(Given exercise)
Arrange the data below as a two-column CSV with the header row instruction,response. Put each instruction and its full response on one row, each in its own double-quoted field, with every line break replaced by a space.

(Given data)
-----

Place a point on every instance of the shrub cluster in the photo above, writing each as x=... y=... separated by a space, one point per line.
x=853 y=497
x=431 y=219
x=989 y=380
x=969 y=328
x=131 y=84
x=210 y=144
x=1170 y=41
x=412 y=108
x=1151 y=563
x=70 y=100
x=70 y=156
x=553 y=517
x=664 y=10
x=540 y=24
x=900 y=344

-----

(Written solution)
instruction,response
"Place a point on every instance of the shrub cluster in the photo above, writing each as x=... y=... separated by a space, one point per line.","x=853 y=497 x=431 y=219 x=989 y=380 x=969 y=328 x=131 y=84 x=210 y=144 x=1170 y=41 x=412 y=108 x=1151 y=563 x=70 y=100 x=70 y=156 x=553 y=517 x=664 y=10 x=540 y=24 x=900 y=344"